*YOUR OBJECTIVE*
Transcribe the passage on the early history of the Basque nationalist party between "At the end of" and "against the dictatorship.", inclusive.

*DOCUMENT SEGMENT*
In its beginnings, the party established a requirement for its members to prove Basque ancestry by having a minimum number of Basque surnames.
In 1921, the Arana movement split into the traditionalist Comunión Nacionalista Vasca ("Basque Nationalist Communion") and the independentist Aberri ("Homeland").
During the single party dictatorship rule of general Miguel Primo de Rivera, the nationalist parties were outlawed and persecuted. However, its activity continued under the guise of mountain (mendigoizale) and folklore clubs.
At the end of 1930, Aberri and CNV reunited under the old name of EAJ-PNV. However, a small group formed Acción Nacionalista Vasca ("Basque Nationalist Action"). It was on the moderate nationalist left, non-confessional and open to alliances with the republican and socialist parties fighting against the dictatorship.
The division between autonomism and independentism appeared again during the second Spanish Republic. Headed by Eli Gallastegi, a small group of radical independentists, gathered around the weekly Jagi-Jagi and the Mountaineer Federation of Biscay, left the party. They rejected the autonomy that PNV was working for.

*EXTRACTED DATA*

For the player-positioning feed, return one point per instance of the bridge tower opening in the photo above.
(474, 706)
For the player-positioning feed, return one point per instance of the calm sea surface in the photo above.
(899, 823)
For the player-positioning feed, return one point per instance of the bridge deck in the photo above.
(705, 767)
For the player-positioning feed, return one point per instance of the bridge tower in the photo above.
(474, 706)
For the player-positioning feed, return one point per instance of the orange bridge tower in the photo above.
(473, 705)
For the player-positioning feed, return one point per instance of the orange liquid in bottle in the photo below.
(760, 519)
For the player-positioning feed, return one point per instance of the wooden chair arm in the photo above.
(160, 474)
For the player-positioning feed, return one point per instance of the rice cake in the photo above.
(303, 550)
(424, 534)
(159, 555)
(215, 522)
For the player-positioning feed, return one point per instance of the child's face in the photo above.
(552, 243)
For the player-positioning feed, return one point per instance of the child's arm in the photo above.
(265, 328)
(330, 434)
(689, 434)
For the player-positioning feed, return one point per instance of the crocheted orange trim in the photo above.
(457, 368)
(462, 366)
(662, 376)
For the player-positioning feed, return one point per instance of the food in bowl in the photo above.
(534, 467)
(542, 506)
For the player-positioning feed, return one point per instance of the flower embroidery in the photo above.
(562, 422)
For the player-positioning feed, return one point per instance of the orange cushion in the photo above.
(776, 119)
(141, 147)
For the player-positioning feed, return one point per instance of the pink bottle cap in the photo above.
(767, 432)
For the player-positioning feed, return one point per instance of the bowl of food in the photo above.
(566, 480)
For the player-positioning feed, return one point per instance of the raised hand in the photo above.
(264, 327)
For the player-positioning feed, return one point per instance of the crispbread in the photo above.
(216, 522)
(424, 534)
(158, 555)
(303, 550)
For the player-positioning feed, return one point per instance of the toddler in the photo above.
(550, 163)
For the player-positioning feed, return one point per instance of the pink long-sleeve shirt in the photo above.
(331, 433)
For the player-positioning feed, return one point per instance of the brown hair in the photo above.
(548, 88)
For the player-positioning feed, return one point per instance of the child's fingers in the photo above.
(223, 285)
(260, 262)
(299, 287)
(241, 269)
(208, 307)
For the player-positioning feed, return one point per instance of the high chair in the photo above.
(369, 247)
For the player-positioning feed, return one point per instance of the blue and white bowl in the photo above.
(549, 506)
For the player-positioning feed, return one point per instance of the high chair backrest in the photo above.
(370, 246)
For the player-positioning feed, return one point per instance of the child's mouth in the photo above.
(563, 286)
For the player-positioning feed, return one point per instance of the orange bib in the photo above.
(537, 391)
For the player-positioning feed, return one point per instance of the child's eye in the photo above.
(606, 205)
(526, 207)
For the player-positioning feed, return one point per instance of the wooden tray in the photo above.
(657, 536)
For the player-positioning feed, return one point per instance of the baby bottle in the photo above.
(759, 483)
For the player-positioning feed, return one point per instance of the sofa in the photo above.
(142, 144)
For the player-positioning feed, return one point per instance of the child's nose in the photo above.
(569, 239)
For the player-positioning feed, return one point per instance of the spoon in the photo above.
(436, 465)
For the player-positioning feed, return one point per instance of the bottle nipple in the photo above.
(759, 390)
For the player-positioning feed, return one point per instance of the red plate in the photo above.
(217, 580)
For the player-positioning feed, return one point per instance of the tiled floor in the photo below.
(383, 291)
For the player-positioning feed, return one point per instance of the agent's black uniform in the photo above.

*RESULT FOR THIS TASK*
At the end of 1930, Aberri and CNV reunited under the old name of EAJ-PNV. However, a small group formed Acción Nacionalista Vasca ("Basque Nationalist Action"). It was on the moderate nationalist left, non-confessional and open to alliances with the republican and socialist parties fighting against the dictatorship.